Text:
──────────

His words spook Harriet Jones, Prime Minister (Penelope Wilton). It’s been a bad day at the office. She’s just been through an alien invasion she was powerless to stop, she’s seen two men die in front of her and had the fate of half the world rest on her ability to negotiate her way out of an impossible situation.  She’s been in charge when the Doctor didn’t show up, and it’s terrified her.

So she takes a decision to blow up the alien threat rather than let them escape. In doing so, she’s channeling he Brigadier. He took the same pragmatic choice when he blew up the Silurians, again in 1970, in a desperate attempt to end a story which had already gone on for seven episodes. The difference then was we never got to see the Doctor confront his military friend about his act of murder, masquerading as defence.

Here, the Doctor forces Harriet to justify her choice. This she does, with hawkish pragmatism. “You said yourself, Doctor, they’d go back to the stars and tell others about the Earth. I’m sorry, Doctor, but you’re not here all the time… They died right in front of me while you were sleeping. In which case we have to defend ourselves.” The Doctor is, of course, disgusted. “But that’s murder,” he said in 1970 and so he repeats, “that was murder” in 2005. Apart from that, he doesn’t bother to try to counter her arguments. He just starts tossing around threats.

More of that later. But first, it’s interesting that writer Russell T Davies is specifically referencing those two stories from 1970 (three, if we note that trouble with aliens abducting a British space craft was core to The Ambassadors of Death). He even goes to the extent of quoting them, almost word for word. He’s reminding us of the time when the Doctor had an uncomfortable relationship with his Earthbound allies. And also of a time when a new Doctor made a barnstorming entrance, signalling a major shift in the tone and focus of the series. David Tennant’s Doctor signals as significant a progression for the series as Pertwee, colour and exile to Earth did.

──────────

Source data:

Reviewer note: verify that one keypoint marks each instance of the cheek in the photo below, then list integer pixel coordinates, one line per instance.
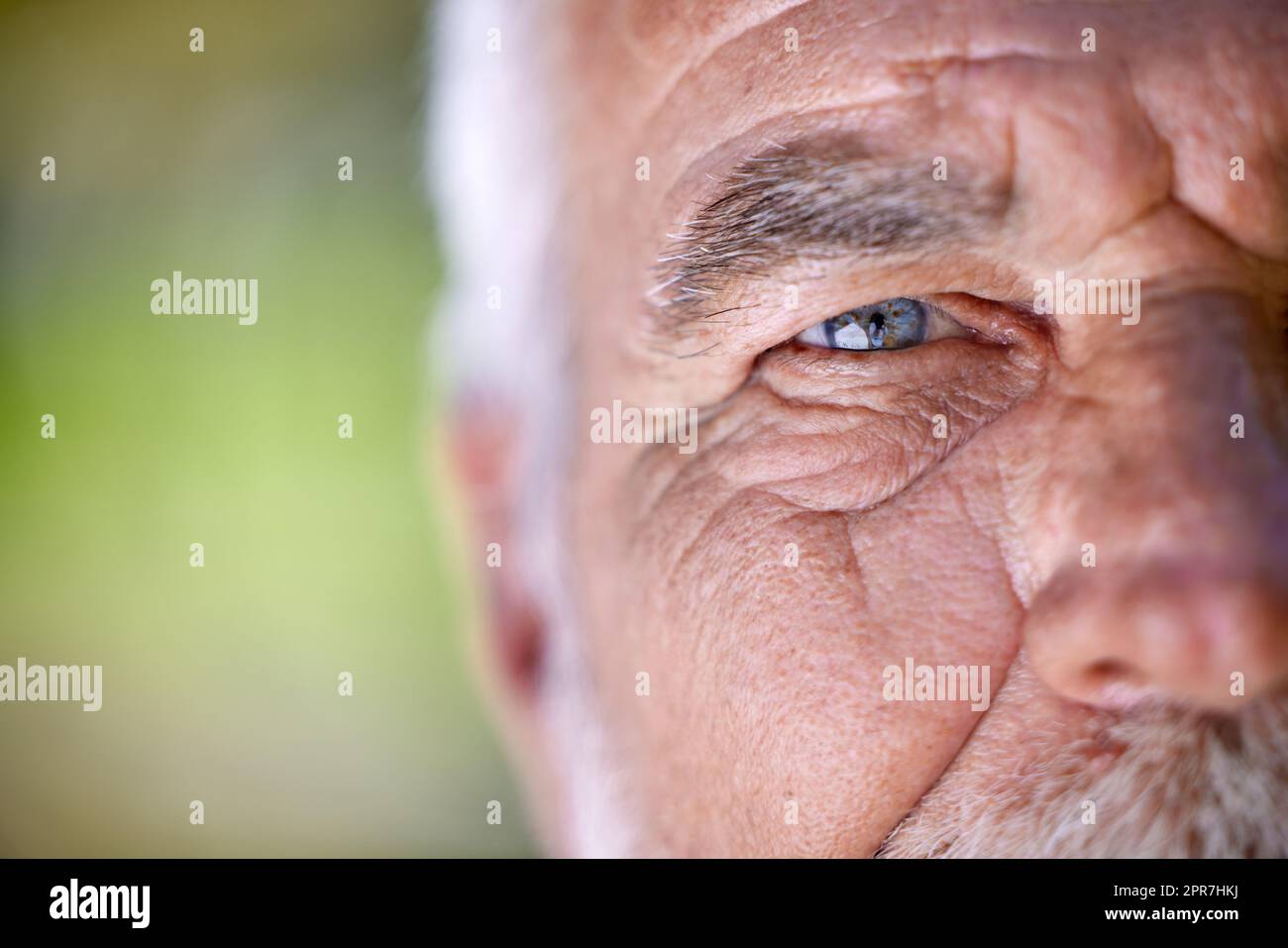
(765, 629)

──────────

Exercises to complete:
**A)** Answer these from the text on the Doctor and Harriet Jones, one line each:
(i) Which actor plays Harriet Jones?
(ii) What did the Brigadier blow up in 1970?
(iii) Which story was built around aliens abducting a British space craft?
**B)** Transcribe everything in the text on the Doctor and Harriet Jones from "His words spook" down to "masquerading as defence.".

Answers to the exercise:
**A)**
(i) Penelope Wilton
(ii) The Silurians
(iii) The Ambassadors of Death

**B)**
His words spook Harriet Jones, Prime Minister (Penelope Wilton). It’s been a bad day at the office. She’s just been through an alien invasion she was powerless to stop, she’s seen two men die in front of her and had the fate of half the world rest on her ability to negotiate her way out of an impossible situation.  She’s been in charge when the Doctor didn’t show up, and it’s terrified her.

So she takes a decision to blow up the alien threat rather than let them escape. In doing so, she’s channeling he Brigadier. He took the same pragmatic choice when he blew up the Silurians, again in 1970, in a desperate attempt to end a story which had already gone on for seven episodes. The difference then was we never got to see the Doctor confront his military friend about his act of murder, masquerading as defence.